**** Text segment ****
The occupants of the Burke car testified that the accident happened this way: When they were within about 20 feet of the north side of the hard surface of the highway they noticed headlights coming from their left 100 to 125 feet away. They stopped their car about the middle of the driveway, turned slightly to the east, four to five feet from the edge of the pavement, and waited for the car to pass. It did not pass, but kept coming farther to its right until it struck the Burke car sitting in the driveway. The Scott car left the hard surface of the highway about 35 feet east of a mailbox, which stood on a post five feet four inches north of the hard surface of the highway and about 30 feet east of the center of the driveway. It passed within a foot of the mailbox, continued more to the right and swerved quickly farther to the right just before striking the Burke car. The Scott car stopped pretty close to where it struck (Morley testified it bounded back about a foot and a half from where it hit) and no part of it was on the surface of the highway. The Burke car was knocked back six feet northwestwardly across the driveway into and partially through the board fence on the west side of the driveway and faced about perpendicular to the highway. Neither of the cars was moved after the accident. Later Burke drove his car away in low gear, the only one he could use.

It is thus apparent that the two versions are diametrically opposed and both cannot be true. The general rule is that on conflicting evidence the verdict of the jury is conclusive. This the defendant does not deny but he claims that the undisputed physical facts demonstrate that the plaintiff's evidence is incredible. These physical facts are said to be: (1) A tire mark 35 feet long extending along the north shoulder of the highway and terminating in the driveway at the right rear wheel of the Scott car; (2) a scuff mark in the center of the driveway four feet north of the hard surface extending six feet northwestwardly to the left front wheel of the Burke car; (3) debris in the driveway and none on the highway. It is necessary *743 to ascertain whether these are undisputed physical facts which render the evidence for the plaintiff incredible.

When a State trooper arrived on the scene after the occupants of the Scott car had been taken away by the doctor, and some 50 minutes after the accident, he found the defendant and his two companions there and they told him how the accident happened. He did not remember whether they pointed out any marks to him, but he saw a tire mark on the right shoulder of the road starting approximately seven feet east of the mailbox and continuing to the right rear wheel of the Scott car, which was then standing with its left rear wheel five feet six inches from the center of the highway (which would put it on the pavement three feet six inches from the north edge), and with its left front wheel in the driveway two feet from the edge of the pavement. He did not say this mark stopped at the rear of the Scott car but said he did not measure where it went, nor did he measure from its west end to the hard surface. He said it went right up against the mailbox which, as stated, was five feet four inches north of the pavement. Burke and his companions testified that this mark began some 35 feet beyond the mailbox. Burke said it stopped in the lane. Johns said it "followed right straight up to Mr. Burke's (sic) car, the left hind wheel." A juror asked him if he meant the left and he said the right hind wheel. Morley merely said it came down to the Scott car, but he was uncertain whether there were one or two marks at the mailbox. Morley also said there was a mark where the left front wheel came off the pavement, but nobody testified there was a corresponding mark in the driveway.
****
■ What you need to do
(1) Reproduce the part of the car accident passage between "It is thus apparent" and "the plaintiff incredible.", inclusive.
(2) Carry on the car accident passage from the point where it stops.
The lines that follow have nothing to do with the car accident passage.
**** Material shown ****
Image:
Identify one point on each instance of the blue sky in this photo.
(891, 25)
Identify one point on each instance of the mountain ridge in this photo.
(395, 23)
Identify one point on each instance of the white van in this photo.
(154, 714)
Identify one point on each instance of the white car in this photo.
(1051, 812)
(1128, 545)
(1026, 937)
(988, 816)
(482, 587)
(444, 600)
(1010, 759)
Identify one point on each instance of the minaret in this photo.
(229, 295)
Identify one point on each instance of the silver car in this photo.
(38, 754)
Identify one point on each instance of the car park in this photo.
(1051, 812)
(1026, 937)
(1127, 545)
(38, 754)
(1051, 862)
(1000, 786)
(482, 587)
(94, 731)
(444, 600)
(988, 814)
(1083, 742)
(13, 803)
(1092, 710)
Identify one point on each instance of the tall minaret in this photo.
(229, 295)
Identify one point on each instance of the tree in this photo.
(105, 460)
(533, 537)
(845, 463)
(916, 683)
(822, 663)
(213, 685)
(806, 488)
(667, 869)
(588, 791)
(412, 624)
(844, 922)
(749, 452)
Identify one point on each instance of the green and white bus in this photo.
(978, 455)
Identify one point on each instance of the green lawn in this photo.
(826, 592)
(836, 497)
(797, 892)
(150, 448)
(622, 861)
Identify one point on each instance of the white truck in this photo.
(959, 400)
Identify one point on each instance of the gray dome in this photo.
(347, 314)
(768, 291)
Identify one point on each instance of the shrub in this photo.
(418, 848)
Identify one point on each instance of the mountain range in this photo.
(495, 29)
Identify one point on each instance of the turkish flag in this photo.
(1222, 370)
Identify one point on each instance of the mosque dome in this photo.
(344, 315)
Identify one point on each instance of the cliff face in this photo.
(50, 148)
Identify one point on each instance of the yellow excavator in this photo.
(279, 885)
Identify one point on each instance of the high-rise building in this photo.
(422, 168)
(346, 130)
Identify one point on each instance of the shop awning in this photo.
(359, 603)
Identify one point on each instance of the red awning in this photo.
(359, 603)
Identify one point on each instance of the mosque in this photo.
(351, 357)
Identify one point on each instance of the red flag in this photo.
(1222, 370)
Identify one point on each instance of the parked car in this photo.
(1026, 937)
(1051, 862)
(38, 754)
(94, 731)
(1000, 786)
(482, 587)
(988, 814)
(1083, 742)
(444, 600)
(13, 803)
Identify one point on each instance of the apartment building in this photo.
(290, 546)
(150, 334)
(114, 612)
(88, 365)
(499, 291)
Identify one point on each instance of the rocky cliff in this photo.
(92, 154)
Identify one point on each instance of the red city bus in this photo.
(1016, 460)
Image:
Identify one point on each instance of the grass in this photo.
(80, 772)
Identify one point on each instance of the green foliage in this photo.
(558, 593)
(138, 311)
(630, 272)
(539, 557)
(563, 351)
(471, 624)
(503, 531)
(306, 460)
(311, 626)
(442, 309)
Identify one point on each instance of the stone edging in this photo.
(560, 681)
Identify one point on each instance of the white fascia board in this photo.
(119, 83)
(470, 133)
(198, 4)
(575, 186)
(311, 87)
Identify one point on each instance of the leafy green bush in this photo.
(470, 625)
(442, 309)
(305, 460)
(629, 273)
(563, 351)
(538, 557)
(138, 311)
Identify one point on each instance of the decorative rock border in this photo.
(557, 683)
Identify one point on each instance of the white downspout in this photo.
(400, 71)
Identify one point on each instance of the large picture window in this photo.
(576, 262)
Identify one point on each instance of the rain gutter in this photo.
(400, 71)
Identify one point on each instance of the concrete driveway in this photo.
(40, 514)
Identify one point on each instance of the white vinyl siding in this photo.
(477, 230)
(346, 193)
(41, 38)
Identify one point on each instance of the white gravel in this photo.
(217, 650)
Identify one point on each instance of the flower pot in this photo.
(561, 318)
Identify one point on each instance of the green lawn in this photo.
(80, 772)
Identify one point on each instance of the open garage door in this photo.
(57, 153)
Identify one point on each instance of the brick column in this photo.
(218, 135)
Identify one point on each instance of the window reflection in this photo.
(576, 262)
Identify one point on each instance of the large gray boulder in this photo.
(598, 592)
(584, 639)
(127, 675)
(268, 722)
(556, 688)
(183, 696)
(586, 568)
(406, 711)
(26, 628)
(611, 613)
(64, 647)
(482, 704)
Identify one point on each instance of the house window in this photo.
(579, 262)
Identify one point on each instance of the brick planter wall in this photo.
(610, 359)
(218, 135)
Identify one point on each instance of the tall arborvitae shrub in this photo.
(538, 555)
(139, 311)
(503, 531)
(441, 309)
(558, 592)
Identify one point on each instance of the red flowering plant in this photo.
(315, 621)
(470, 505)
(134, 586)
****
■ Written responses
(1)
It is thus apparent that the two versions are diametrically opposed and both cannot be true. The general rule is that on conflicting evidence the verdict of the jury is conclusive. This the defendant does not deny but he claims that the undisputed physical facts demonstrate that the plaintiff's evidence is incredible. These physical facts are said to be: (1) A tire mark 35 feet long extending along the north shoulder of the highway and terminating in the driveway at the right rear wheel of the Scott car; (2) a scuff mark in the center of the driveway four feet north of the hard surface extending six feet northwestwardly to the left front wheel of the Burke car; (3) debris in the driveway and none on the highway. It is necessary *743 to ascertain whether these are undisputed physical facts which render the evidence for the plaintiff incredible.

(2)
These observations were made after Dr. Dearmont's car had come and gone. The evidence does not show how he drove in and out of the driveway. Johns said he edged his car between the other two cars. Morley said Dearmont parked his car on the left side of the Scott car, with one rear wheel on the hard surface, but did not drive between the Scott car and the Burke car. Burke said Dearmont parked so the rear end of his car was about three feet in front of the front end of the Scott car and facing Winchester, but did not drive between his car and the Scott car. Morley also testified that they looked for this tire mark before the trooper got there. The other two testified they did not look for any marks until after the trooper came.

Added to these discrepencies in the defendant's evidence was the positive testimony of two of plaintiff's witnesses that the Burke car and the Scott car were both on the highway immediately after the collision and that the Burke car was backed off the road and into the fence before Mrs. Scott was taken out of her car. Mrs. Spindle also testified that she saw the tire tracks of the Scott car on the right-hand side of the hard surface starting at a point where Mrs. Scott applied her brakes about 25 feet from the point of collision.

In addition, a Greyhound bus came along within ten minutes after the accident. The driver saw what he thought was the Scott car sitting at an angle with its left front wheel on the hard surface but he could not tell where the rear of the car was. He was practically on it before he saw its lights and did not stop but turned out to pass it. A passenger in the bus testified he recognized the Scott car; that it was sitting at an angle with its front about on the white line and its right rear wheel back to the shoulder of the road.

The jury may have questioned whether the Scott car made the tire track if it passed almost against the mailbox five feet to the north of the pavement, continued to veer to its right until it struck the Burke car and still would have its left rear wheel three feet six inches on the hard surface after the collision, as the trooper found it.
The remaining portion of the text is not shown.